WRITTEN INSTRUCTION 1. Please write out the listing word for word, from the line that contains "Where can you see the sandy" through the end of the listing.

SELECTED PASSAGE.
************

As Donald Trump and his enablers in the Republican party have muddled through the first months of his presidency, more and more journalists and public figures have discussed the option of removal of Trump from office. Impeachment would be one option, but the Republican party doesn’t seem to have the political backbone to begin this. The other option is a triggering of the 25th Amendment of the Constitution.

Gabriel Sherman of Vanity Fair reported recently:

Several months ago, according to two sources with knowledge of the conversation, former chief strategist Steve Bannon told Trump that the risk to his presidency wasn’t impeachment, but the 25th Amendment—the provision by which a majority of the Cabinet can vote to remove the president. When Bannon mentioned the 25th Amendment, Trump said, “What’s that?” According to a source, Bannon has told people he thinks Trump has only a 30 percent chance of making it the full term.

(click here to continue reading “I Hate Everyone in the White House!”: Trump Seethes as Advisers Fear the President Is “Unraveling” | Vanity Fair.) 

 Dump Googly Eyes Trump

and then followed up with:

 

Bannon’s sense of urgency is being fueled by his belief that Trump’s hold on power is slipping. The collapse of Obamacare repeal, and the dimming chances that tax reform will pass soon—many Trump allies are deeply pessimistic about its prospects—have created the political climate for establishment Republicans to turn on Trump. Two weeks ago, according to a source, Bannon did a spitball analysis of the Cabinet to see which members would remain loyal to Trump in the event the 25th Amendment were invoked, thereby triggering a vote to remove the president from office. Bannon recently told people he’s not sure if Trump would survive such a vote.

 

 Trump - Mother of All Liars

(click here to continue reading “You Can’t Go Any Lower”: Inside the West Wing, Trump Is Apoplectic as Allies Fear Impeachment | Vanity Fair.)

Here is the complete text of the 25th Amendment:

Section 1. In case of the removal of the President from office or of his death or resignation, the Vice President shall become President.

Section 2. Whenever there is a vacancy in the office of the Vice President, the President shall nominate a Vice President who shall take office upon confirmation by a majority vote of both Houses of Congress.

Section 3. Whenever the President transmits to the President pro tempore of the Senate and the Speaker of the House of Representatives his written declaration that he is unable to discharge the powers and duties of his office, and until he transmits to them a written declaration to the contrary, such powers and duties shall be discharged by the Vice President as Acting President.

Section 4. Whenever the Vice President and a majority of either the principal officers of the executive departments or of such other body as Congress may by law provide, transmit to the President pro tempore of the Senate and the Speaker of the House of Representatives their written declaration that the President is unable to discharge the powers and duties of his office, the Vice President shall immediately assume the powers and duties of the office as Acting President.

************

DATA SECTION.
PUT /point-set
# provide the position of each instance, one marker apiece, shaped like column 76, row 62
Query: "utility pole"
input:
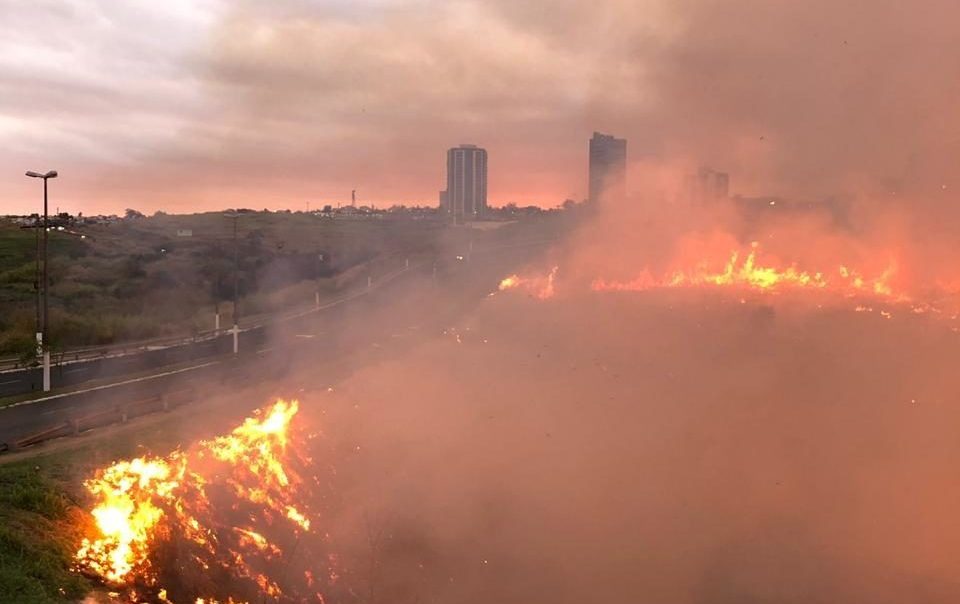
column 36, row 286
column 316, row 294
column 43, row 336
column 236, row 277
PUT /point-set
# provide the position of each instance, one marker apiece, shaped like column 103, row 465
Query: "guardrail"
column 116, row 414
column 249, row 322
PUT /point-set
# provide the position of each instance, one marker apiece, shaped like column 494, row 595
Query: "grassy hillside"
column 137, row 279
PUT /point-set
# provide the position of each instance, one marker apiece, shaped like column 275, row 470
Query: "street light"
column 236, row 277
column 42, row 339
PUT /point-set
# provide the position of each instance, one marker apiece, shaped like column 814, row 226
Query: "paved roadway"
column 410, row 306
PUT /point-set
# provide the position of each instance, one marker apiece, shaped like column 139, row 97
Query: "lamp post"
column 236, row 276
column 43, row 343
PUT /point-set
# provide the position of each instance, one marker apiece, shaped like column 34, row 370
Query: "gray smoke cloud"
column 273, row 103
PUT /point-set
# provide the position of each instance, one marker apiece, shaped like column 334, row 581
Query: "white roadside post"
column 46, row 371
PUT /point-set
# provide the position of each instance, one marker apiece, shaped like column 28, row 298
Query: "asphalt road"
column 396, row 314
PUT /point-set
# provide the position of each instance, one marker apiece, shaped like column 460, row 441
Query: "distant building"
column 466, row 194
column 707, row 184
column 608, row 166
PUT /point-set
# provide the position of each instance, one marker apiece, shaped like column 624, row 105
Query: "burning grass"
column 225, row 520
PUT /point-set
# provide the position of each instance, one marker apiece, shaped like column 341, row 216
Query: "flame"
column 227, row 505
column 747, row 272
column 540, row 287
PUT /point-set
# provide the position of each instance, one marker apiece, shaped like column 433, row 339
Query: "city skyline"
column 272, row 105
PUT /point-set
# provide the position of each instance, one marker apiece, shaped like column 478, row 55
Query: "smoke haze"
column 269, row 105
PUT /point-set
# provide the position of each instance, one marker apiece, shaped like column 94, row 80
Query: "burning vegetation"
column 223, row 521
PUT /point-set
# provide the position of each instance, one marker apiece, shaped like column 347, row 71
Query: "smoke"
column 676, row 450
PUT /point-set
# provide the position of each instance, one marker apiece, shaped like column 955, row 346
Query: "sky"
column 197, row 105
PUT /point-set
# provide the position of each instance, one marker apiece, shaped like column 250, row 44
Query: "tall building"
column 466, row 194
column 708, row 184
column 608, row 166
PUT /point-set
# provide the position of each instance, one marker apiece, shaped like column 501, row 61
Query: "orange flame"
column 746, row 271
column 540, row 287
column 250, row 475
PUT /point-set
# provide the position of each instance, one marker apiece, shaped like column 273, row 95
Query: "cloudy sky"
column 191, row 105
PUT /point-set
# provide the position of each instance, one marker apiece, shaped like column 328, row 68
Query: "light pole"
column 43, row 343
column 236, row 272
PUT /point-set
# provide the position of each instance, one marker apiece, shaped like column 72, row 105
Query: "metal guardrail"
column 120, row 413
column 250, row 322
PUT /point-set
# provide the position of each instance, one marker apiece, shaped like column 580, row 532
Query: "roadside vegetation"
column 167, row 275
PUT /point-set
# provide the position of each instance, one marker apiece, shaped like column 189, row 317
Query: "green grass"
column 38, row 535
column 136, row 279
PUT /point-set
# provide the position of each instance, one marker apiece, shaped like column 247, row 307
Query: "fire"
column 226, row 509
column 746, row 271
column 540, row 287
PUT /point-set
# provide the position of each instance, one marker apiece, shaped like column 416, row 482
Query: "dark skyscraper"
column 466, row 194
column 608, row 166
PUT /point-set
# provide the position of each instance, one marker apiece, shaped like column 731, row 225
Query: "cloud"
column 183, row 105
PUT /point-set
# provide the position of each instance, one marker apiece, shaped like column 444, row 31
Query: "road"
column 412, row 305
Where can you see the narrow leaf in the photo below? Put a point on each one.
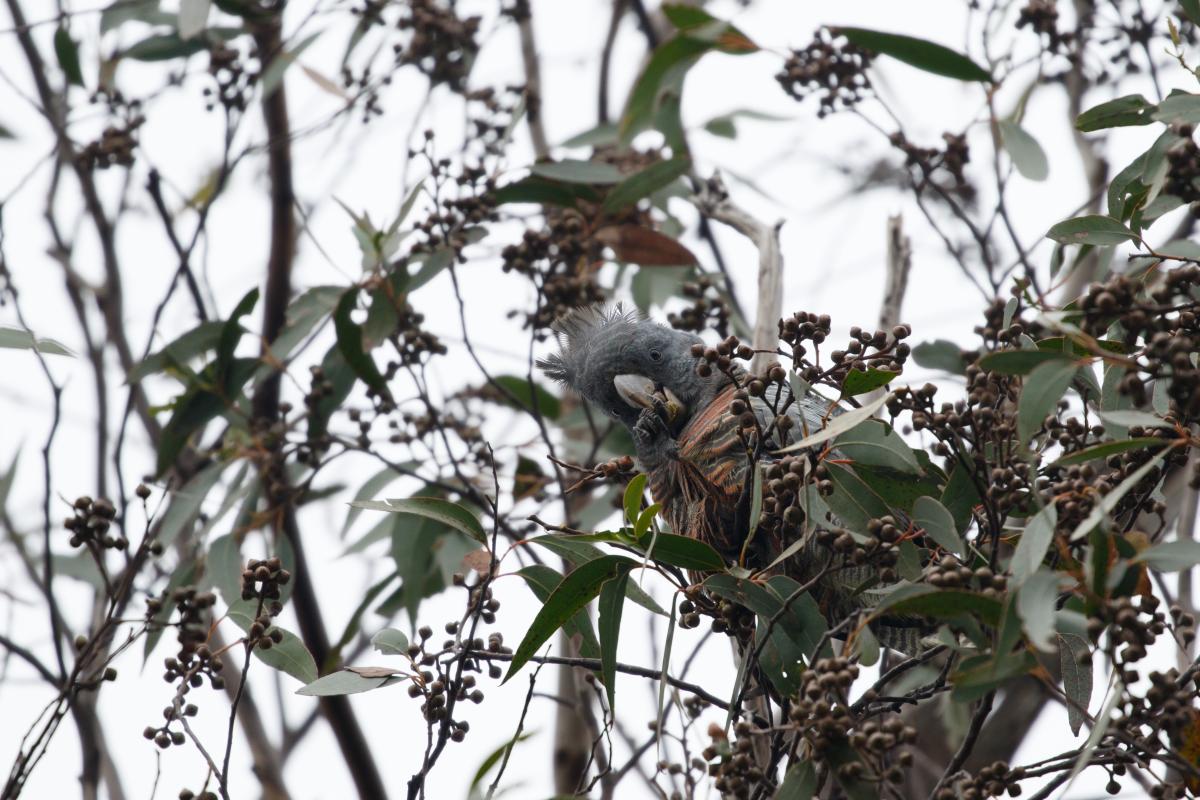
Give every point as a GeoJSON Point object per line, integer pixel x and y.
{"type": "Point", "coordinates": [1074, 657]}
{"type": "Point", "coordinates": [918, 53]}
{"type": "Point", "coordinates": [349, 342]}
{"type": "Point", "coordinates": [1041, 394]}
{"type": "Point", "coordinates": [1035, 542]}
{"type": "Point", "coordinates": [1091, 229]}
{"type": "Point", "coordinates": [576, 590]}
{"type": "Point", "coordinates": [443, 511]}
{"type": "Point", "coordinates": [67, 53]}
{"type": "Point", "coordinates": [1027, 155]}
{"type": "Point", "coordinates": [939, 523]}
{"type": "Point", "coordinates": [642, 184]}
{"type": "Point", "coordinates": [1122, 112]}
{"type": "Point", "coordinates": [612, 603]}
{"type": "Point", "coordinates": [351, 681]}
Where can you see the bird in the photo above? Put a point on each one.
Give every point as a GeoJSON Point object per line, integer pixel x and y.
{"type": "Point", "coordinates": [684, 421]}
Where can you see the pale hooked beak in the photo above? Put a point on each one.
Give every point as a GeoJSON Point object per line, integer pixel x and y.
{"type": "Point", "coordinates": [641, 392]}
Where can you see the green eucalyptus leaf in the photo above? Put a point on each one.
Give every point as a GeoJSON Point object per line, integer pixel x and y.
{"type": "Point", "coordinates": [576, 590]}
{"type": "Point", "coordinates": [1122, 112]}
{"type": "Point", "coordinates": [919, 53]}
{"type": "Point", "coordinates": [1091, 229]}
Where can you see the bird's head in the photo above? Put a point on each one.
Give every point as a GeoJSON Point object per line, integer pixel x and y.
{"type": "Point", "coordinates": [619, 362]}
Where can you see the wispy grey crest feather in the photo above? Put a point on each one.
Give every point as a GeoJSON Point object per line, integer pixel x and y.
{"type": "Point", "coordinates": [576, 330]}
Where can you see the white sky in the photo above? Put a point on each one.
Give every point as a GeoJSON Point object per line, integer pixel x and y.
{"type": "Point", "coordinates": [833, 247]}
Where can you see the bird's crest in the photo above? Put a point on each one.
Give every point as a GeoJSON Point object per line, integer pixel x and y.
{"type": "Point", "coordinates": [577, 330]}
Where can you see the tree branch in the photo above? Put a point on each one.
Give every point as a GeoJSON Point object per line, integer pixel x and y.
{"type": "Point", "coordinates": [714, 202]}
{"type": "Point", "coordinates": [337, 710]}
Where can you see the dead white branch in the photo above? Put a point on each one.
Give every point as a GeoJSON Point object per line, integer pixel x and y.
{"type": "Point", "coordinates": [714, 200]}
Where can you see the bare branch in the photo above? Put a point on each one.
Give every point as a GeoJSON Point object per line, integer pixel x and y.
{"type": "Point", "coordinates": [713, 200]}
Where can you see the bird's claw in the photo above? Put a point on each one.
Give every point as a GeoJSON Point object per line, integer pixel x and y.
{"type": "Point", "coordinates": [652, 434]}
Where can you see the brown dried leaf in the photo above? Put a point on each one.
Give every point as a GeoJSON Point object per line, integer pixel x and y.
{"type": "Point", "coordinates": [637, 245]}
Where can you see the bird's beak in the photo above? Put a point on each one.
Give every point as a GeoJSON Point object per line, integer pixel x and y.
{"type": "Point", "coordinates": [641, 392]}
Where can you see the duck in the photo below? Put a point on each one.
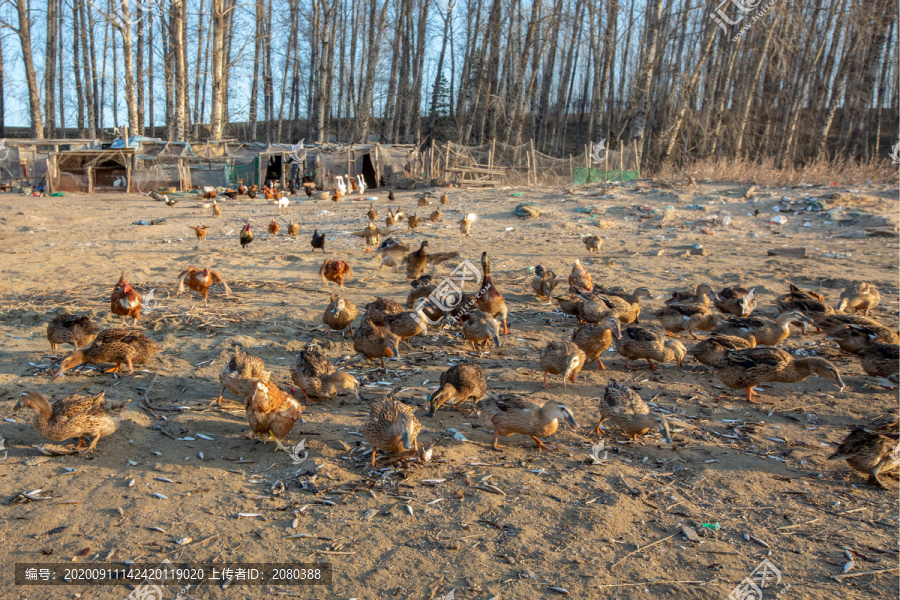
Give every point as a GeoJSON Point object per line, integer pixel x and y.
{"type": "Point", "coordinates": [117, 346]}
{"type": "Point", "coordinates": [580, 279]}
{"type": "Point", "coordinates": [856, 338]}
{"type": "Point", "coordinates": [78, 330]}
{"type": "Point", "coordinates": [241, 366]}
{"type": "Point", "coordinates": [736, 301]}
{"type": "Point", "coordinates": [871, 448]}
{"type": "Point", "coordinates": [562, 358]}
{"type": "Point", "coordinates": [489, 299]}
{"type": "Point", "coordinates": [391, 427]}
{"type": "Point", "coordinates": [457, 384]}
{"type": "Point", "coordinates": [375, 342]}
{"type": "Point", "coordinates": [318, 378]}
{"type": "Point", "coordinates": [638, 342]}
{"type": "Point", "coordinates": [544, 282]}
{"type": "Point", "coordinates": [754, 366]}
{"type": "Point", "coordinates": [700, 295]}
{"type": "Point", "coordinates": [595, 338]}
{"type": "Point", "coordinates": [713, 349]}
{"type": "Point", "coordinates": [339, 314]}
{"type": "Point", "coordinates": [830, 324]}
{"type": "Point", "coordinates": [676, 318]}
{"type": "Point", "coordinates": [766, 332]}
{"type": "Point", "coordinates": [73, 417]}
{"type": "Point", "coordinates": [379, 307]}
{"type": "Point", "coordinates": [480, 327]}
{"type": "Point", "coordinates": [624, 407]}
{"type": "Point", "coordinates": [318, 241]}
{"type": "Point", "coordinates": [509, 414]}
{"type": "Point", "coordinates": [860, 297]}
{"type": "Point", "coordinates": [592, 243]}
{"type": "Point", "coordinates": [465, 224]}
{"type": "Point", "coordinates": [407, 324]}
{"type": "Point", "coordinates": [372, 235]}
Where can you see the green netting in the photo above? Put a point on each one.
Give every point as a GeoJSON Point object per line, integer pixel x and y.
{"type": "Point", "coordinates": [584, 175]}
{"type": "Point", "coordinates": [249, 173]}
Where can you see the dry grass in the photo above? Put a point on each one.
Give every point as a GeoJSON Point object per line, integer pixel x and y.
{"type": "Point", "coordinates": [839, 172]}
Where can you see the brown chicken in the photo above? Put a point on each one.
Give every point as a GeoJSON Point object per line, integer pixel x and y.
{"type": "Point", "coordinates": [200, 230]}
{"type": "Point", "coordinates": [124, 301]}
{"type": "Point", "coordinates": [269, 410]}
{"type": "Point", "coordinates": [200, 280]}
{"type": "Point", "coordinates": [580, 279]}
{"type": "Point", "coordinates": [335, 271]}
{"type": "Point", "coordinates": [490, 300]}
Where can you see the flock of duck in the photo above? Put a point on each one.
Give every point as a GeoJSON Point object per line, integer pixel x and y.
{"type": "Point", "coordinates": [741, 350]}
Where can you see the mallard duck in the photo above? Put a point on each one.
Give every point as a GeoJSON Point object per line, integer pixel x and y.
{"type": "Point", "coordinates": [754, 366]}
{"type": "Point", "coordinates": [240, 366]}
{"type": "Point", "coordinates": [77, 330]}
{"type": "Point", "coordinates": [594, 339]}
{"type": "Point", "coordinates": [638, 342]}
{"type": "Point", "coordinates": [73, 416]}
{"type": "Point", "coordinates": [465, 224]}
{"type": "Point", "coordinates": [599, 306]}
{"type": "Point", "coordinates": [700, 295]}
{"type": "Point", "coordinates": [379, 307]}
{"type": "Point", "coordinates": [339, 314]}
{"type": "Point", "coordinates": [458, 384]}
{"type": "Point", "coordinates": [407, 324]}
{"type": "Point", "coordinates": [860, 297]}
{"type": "Point", "coordinates": [736, 301]}
{"type": "Point", "coordinates": [579, 279]}
{"type": "Point", "coordinates": [269, 410]}
{"type": "Point", "coordinates": [832, 323]}
{"type": "Point", "coordinates": [624, 407]}
{"type": "Point", "coordinates": [592, 243]}
{"type": "Point", "coordinates": [117, 346]}
{"type": "Point", "coordinates": [871, 449]}
{"type": "Point", "coordinates": [544, 282]}
{"type": "Point", "coordinates": [508, 414]}
{"type": "Point", "coordinates": [713, 349]}
{"type": "Point", "coordinates": [317, 377]}
{"type": "Point", "coordinates": [676, 318]}
{"type": "Point", "coordinates": [765, 331]}
{"type": "Point", "coordinates": [374, 341]}
{"type": "Point", "coordinates": [562, 358]}
{"type": "Point", "coordinates": [480, 327]}
{"type": "Point", "coordinates": [391, 427]}
{"type": "Point", "coordinates": [489, 299]}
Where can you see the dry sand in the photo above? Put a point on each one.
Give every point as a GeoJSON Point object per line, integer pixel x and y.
{"type": "Point", "coordinates": [563, 522]}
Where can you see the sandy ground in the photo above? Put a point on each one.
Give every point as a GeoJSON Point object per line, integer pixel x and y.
{"type": "Point", "coordinates": [562, 522]}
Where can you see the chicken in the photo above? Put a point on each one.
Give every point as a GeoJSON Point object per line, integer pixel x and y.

************

WRITTEN INSTRUCTION 2. In the passage on the 25th Amendment, what chance does Bannon think Trump has of making it through the full term?

EXPECTED OUTPUT 1.
Where can you see the sandy ground in the photo above? Put a point on each one.
Give every point as a GeoJSON Point object per line, integer pixel x and y.
{"type": "Point", "coordinates": [562, 522]}
Where can you see the chicken in the photo above? Put a point on each one.
Give every point as a GeoJSON Point object per line, integer pixel x and y.

EXPECTED OUTPUT 2. Only a 30 percent chance.